Lower bills for millions of households: retrofit’s role in the long-term housing strategy

Ellie Mae O'Hagan and James Huw Dyson, 08 January 2025

In the wash up of the US presidential election, polling and analysis showed that the cost of living was the most important issue for voters. The cost of everyday necessities was at the forefront of voters’ minds despite increases to GDP, an abstract concept to most.

In the UK, where the economic recovery has been slower, the squeeze on everyday spending is also a crucial issue for voters. This year, six in ten families have had to make cuts due to cost-of-living pressures, struggling to pay for essentials, including groceries and energy bills. For most, light at the end of the tunnel is not in sight; eight in ten are not optimistic about next year’s outlook.

Indeed, climate change will make the world riskier, so UK households will be more vulnerable to repeated shocks experienced in the early 2020s. Reducing carbon emissions from gas and oil boilers by installing electric heating is a vital way for the UK to protect its citizens, contribute fairly in the global effort to net zero, and lead the transition.

The government’s long-term vision for homes must tie decarbonisation to a mission which also lowers bills through both new build and retrofit.  

Labour’s commitment to build 1.5m new homes is key to meeting this vision. People with mortgages spend half the proportion of their income on housing costs compared to renters. The challenge of meeting this target and a potentially fractious “war on nimbys” is significant and will absorb a lot of Keir Starmer and Angela Rayner’s time and energy. Achieving clean power by 2030 will protect bill payers from foreign price shocks, but more needs to be done to lower consumer bills in the immediate term.

To be done
A – According to the article on retrofit and the housing strategy, how many UK families have had to make cuts this year because of cost-of-living pressures?
B – Using the article on retrofit and the housing strategy, explain why reaching clean power by 2030 helps households and why the article says it is not enough on its own.
C – Carry on the article about retrofit and the housing strategy from the point where it stops.

Supplied data
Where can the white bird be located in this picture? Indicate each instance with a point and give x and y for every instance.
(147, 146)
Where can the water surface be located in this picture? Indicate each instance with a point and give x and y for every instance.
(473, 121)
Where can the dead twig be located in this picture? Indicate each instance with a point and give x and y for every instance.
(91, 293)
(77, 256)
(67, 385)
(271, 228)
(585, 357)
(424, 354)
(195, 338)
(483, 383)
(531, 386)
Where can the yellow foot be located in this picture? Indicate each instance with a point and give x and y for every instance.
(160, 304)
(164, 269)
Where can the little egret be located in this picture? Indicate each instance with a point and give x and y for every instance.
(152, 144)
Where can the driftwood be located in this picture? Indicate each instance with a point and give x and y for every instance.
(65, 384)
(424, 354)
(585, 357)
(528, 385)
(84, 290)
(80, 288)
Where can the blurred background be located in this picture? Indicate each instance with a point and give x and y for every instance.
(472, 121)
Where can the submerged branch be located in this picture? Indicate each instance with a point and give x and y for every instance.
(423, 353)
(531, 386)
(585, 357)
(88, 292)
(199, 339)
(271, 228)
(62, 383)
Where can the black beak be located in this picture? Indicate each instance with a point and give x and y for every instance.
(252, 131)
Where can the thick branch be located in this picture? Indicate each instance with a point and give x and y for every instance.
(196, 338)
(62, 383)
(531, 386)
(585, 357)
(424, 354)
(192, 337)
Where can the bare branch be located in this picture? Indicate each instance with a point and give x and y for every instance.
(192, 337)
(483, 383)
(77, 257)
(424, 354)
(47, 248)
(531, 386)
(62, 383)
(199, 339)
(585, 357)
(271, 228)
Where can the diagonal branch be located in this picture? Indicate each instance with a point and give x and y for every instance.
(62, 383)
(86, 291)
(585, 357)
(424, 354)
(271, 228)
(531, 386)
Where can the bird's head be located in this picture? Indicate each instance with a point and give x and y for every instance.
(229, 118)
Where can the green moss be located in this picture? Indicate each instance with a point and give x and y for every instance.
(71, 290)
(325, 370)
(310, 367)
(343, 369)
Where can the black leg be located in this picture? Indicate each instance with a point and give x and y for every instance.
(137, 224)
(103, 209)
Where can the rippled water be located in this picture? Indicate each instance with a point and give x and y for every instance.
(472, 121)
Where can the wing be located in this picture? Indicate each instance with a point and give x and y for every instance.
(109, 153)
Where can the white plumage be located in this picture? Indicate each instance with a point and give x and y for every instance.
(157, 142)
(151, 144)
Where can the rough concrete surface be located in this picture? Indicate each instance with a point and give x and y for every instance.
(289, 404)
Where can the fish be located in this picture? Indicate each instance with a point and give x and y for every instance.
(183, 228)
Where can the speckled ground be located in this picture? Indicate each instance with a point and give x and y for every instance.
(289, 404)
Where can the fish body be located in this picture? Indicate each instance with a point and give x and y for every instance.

Responses in order
A – Six in ten families.

B – Clean power by 2030 will protect bill payers from foreign price shocks. The article adds that more still needs to be done to lower consumer bills in the immediate term.

C –
Over 4.7 million households in the UK are in fuel poverty, meaning they spend at least 10% of household net income on energy after housing. Half of UK homes are relatively energy inefficient, below EPC C, and in England alone, the End Fuel Poverty Coalition finds 15.4 million or a third of the population experience damp and mould. This underlines the sheer number of families and households who struggle to pay for heating, and live in unsafe homes, with compounding negative impacts on their well-being.

Insulation is the most effective way to directly reduce energy bills, so the long-term housing strategy must reflect policy changes which will deliver this cost effectively to as many households as possible. Next year’s Warm Homes Plan is an opportunity to set this in motion, reorientating retrofit to return it to deliver, cost effective, high-volume home insulation and decarbonisation. With the number of energy efficiency measures being installed in homes having crashed by 95% since 2013, these reforms can’t come too soon. 

In the worst sector, the private rented sector, insulating homes would save households an average of £300 a year. With a decent level of fabric insulation and solar panels where possible, an efficient heat pump enables households to access lower cost, flexible tariffs to achieve lower running costs than a gas boiler.

Home retrofit needs an injection of high-level political engagement to steer the UK’s existing circa £2bn annual investment to the right homes and people. Poor policy decisions by the last government have meant that far too much money is being wasted instead of making its way to households, pushing the sector into an unsustainable position. Continuing to spend the same amount per home in the biggest UK-wide scheme 'Energy Company Obligation 4' will mean the 2030 statutory fuel poverty target will cost around £80bn to meet, blowing the £13.2bn retrofit budget six times over. 

Alongside investment, the government has the chance to drastically improve housing conditions in the private rented sector, applying higher standards of quality, safety and energy efficiency to privately rented homes. Again, this will require political commitment to deliver real change. For example, re-investing in humble local council Environmental Health Officers, the forgotten guardian of local housing standards.

Retrofit schemes need to be simplified, devolved and consumer protections radically improved to eliminate bad practice and ensure consumers are helped when mistakes occur. With the renewal of Energy Company Obligation 4 beginning next year, the time is now for the government to focus minds on retrofit, and deliver swift, lasting and meaningful savings for families – whether they own their homes or rent them.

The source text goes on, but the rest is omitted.